# THE REQUEST:
Make an exact copy of all the data.
▬▬▬▬▬▬▬▬▬▬
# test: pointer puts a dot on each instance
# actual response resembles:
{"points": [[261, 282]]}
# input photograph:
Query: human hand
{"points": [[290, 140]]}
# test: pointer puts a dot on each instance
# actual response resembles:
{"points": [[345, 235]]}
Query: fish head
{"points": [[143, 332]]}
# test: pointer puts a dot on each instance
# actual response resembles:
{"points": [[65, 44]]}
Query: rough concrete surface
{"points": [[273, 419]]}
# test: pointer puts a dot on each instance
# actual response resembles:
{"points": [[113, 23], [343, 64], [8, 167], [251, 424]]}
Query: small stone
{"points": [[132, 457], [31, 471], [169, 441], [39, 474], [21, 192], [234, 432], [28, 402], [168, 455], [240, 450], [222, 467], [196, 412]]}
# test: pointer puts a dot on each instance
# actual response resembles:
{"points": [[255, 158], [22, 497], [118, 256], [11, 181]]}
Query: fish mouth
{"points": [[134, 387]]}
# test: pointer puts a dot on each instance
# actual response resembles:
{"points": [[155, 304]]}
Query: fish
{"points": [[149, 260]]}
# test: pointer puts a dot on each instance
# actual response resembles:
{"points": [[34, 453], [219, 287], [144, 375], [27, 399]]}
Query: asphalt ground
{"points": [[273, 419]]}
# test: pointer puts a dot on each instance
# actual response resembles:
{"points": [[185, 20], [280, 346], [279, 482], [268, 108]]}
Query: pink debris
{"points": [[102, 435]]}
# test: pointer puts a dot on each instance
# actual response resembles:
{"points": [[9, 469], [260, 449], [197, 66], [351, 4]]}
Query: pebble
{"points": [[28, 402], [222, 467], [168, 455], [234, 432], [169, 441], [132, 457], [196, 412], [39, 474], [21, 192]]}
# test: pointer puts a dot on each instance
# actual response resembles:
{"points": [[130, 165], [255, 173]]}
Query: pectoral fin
▬▬▬▬▬▬▬▬▬▬
# OUTPUT OF THE TASK:
# test: pointer puts a dot on each instance
# actual response resembles:
{"points": [[261, 282]]}
# input photograph:
Query: human hand
{"points": [[290, 140]]}
# test: pointer puts a dot on each instance
# actual response resembles:
{"points": [[345, 235]]}
Query: fish head
{"points": [[143, 332]]}
# test: pointer puts a dot on each instance
# actual response resembles:
{"points": [[65, 44]]}
Query: rough concrete surface
{"points": [[273, 419]]}
# test: pointer puts a dot on each instance
# actual response resembles:
{"points": [[113, 23], [343, 64], [8, 167], [251, 424]]}
Query: small stone
{"points": [[132, 457], [31, 471], [169, 441], [39, 474], [21, 192], [234, 432], [28, 402], [168, 455], [240, 450], [222, 467], [196, 412]]}
# test: pointer puts a dot on each instance
# actual response resembles:
{"points": [[255, 158], [22, 497], [118, 256], [11, 181]]}
Query: fish mouth
{"points": [[134, 387]]}
# test: pointer puts a dot on each instance
# actual response resembles:
{"points": [[155, 304]]}
Query: fish
{"points": [[149, 260]]}
# test: pointer puts a dot on each instance
# actual response resembles:
{"points": [[34, 453], [219, 287], [144, 375], [27, 399]]}
Query: asphalt ground
{"points": [[273, 419]]}
# test: pointer puts a dot on each instance
# actual response resembles:
{"points": [[185, 20], [280, 346], [279, 482], [268, 108]]}
Query: pink debris
{"points": [[102, 435]]}
# test: pointer puts a dot on each instance
# actual response resembles:
{"points": [[9, 469], [260, 449], [197, 66], [351, 4]]}
Query: pebble
{"points": [[28, 402], [222, 467], [168, 455], [234, 432], [169, 441], [132, 457], [196, 412], [39, 474], [21, 192]]}
# test: pointer puts a dot on each instance
# actual response resembles:
{"points": [[130, 165], [255, 173]]}
Query: pectoral fin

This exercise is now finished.